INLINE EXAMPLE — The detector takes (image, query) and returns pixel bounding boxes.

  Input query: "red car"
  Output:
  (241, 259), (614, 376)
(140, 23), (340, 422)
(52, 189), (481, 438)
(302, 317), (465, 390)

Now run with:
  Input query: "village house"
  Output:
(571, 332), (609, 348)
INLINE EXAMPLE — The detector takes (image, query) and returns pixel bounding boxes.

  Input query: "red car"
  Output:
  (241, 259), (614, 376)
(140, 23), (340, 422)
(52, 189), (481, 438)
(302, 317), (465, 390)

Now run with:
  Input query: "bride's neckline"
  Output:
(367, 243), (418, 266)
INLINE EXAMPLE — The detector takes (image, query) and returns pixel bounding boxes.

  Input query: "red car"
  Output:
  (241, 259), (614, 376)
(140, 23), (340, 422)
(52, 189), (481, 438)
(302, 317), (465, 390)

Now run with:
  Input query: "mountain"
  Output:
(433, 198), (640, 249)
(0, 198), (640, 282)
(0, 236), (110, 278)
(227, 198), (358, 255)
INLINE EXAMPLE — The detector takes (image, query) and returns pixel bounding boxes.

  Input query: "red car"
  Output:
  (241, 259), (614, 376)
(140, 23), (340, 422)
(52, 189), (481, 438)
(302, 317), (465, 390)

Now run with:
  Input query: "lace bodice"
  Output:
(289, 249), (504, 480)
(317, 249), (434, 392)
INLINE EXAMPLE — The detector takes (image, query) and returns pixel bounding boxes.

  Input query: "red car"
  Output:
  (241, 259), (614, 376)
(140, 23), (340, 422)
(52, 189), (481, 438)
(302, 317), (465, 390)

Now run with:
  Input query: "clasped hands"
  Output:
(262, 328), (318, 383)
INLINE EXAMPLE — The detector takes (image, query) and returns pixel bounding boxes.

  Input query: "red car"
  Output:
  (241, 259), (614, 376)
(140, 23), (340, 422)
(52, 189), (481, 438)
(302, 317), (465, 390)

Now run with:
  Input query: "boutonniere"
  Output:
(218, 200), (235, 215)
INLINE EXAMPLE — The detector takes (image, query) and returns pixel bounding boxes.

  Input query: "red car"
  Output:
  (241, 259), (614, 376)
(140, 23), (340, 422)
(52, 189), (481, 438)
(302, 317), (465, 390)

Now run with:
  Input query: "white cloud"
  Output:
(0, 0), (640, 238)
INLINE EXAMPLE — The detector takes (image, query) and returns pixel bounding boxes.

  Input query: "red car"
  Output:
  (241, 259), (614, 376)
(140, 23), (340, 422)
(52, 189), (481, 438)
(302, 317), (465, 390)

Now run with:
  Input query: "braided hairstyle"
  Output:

___

## Problem statement
Reproduce the material above line for line, with no changes.

## Finished task
INLINE EXAMPLE — The detector takes (image, query) and returns pixel bounding boxes.

  Input query: "red car"
  Output:
  (241, 259), (614, 376)
(140, 23), (340, 422)
(52, 189), (481, 438)
(302, 317), (465, 390)

Now run with:
  Input query: "village house"
  Output:
(571, 332), (609, 348)
INLINE EXAMPLE — The detector takes (image, query) and returns pixel bounding boxes.

  Input query: "red car"
  Output:
  (241, 259), (614, 376)
(140, 23), (340, 422)
(52, 189), (481, 438)
(302, 317), (465, 390)

Now run with:
  Input query: "bride's neckline"
  Output:
(367, 243), (418, 266)
INLINE EXAMPLE — The detector takes (image, query) and returns pixel bounding boxes.

  Input query: "red car"
  Output:
  (241, 259), (614, 376)
(140, 23), (340, 422)
(52, 189), (481, 438)
(302, 317), (465, 390)

Now run with:
  Input query: "mountain"
  Output:
(433, 198), (640, 249)
(0, 198), (640, 282)
(0, 236), (110, 278)
(227, 198), (358, 255)
INLINE EXAMPLE — The detector takes (image, query) and returns pixel bounding boxes.

  Input query: "red car"
  Output:
  (241, 259), (614, 376)
(140, 23), (340, 422)
(52, 189), (481, 438)
(302, 317), (465, 390)

Now run with:
  Input query: "lace bodice"
  Output:
(289, 249), (504, 480)
(317, 249), (434, 392)
INLINE EXAMPLE — The detector takes (image, query) and returns pixel bounding boxes.

  Input query: "red car"
  Output:
  (241, 259), (614, 376)
(140, 23), (340, 422)
(52, 189), (481, 438)
(302, 317), (465, 390)

Now run with:
  Input query: "clasped hands"
  Output:
(262, 328), (318, 383)
INLINE EXAMPLE — The detector takes (image, query) and returns pixel bounding boxes.

  Input query: "red car"
  Output:
  (241, 259), (614, 376)
(140, 23), (340, 422)
(52, 189), (481, 438)
(302, 317), (465, 390)

Now run with:
  Input query: "boutonniere"
  Output:
(218, 200), (235, 215)
INLINE EXAMPLE — The detector takes (image, query) and returns pixel bounding boxes.

  Input query: "red car"
  Output:
  (241, 259), (614, 376)
(140, 23), (340, 422)
(52, 189), (481, 438)
(302, 317), (465, 390)

Now run with:
  Input query: "white cloud"
  Output:
(0, 0), (640, 238)
INLINE EXAMPLE — The detector takes (image, query) and returns pixel bounding boxes.

  Input query: "red car"
  Output:
  (241, 259), (614, 376)
(140, 23), (340, 422)
(52, 189), (481, 438)
(302, 317), (465, 390)

Now run with:
  Input query: "braided hairstyle"
  Output:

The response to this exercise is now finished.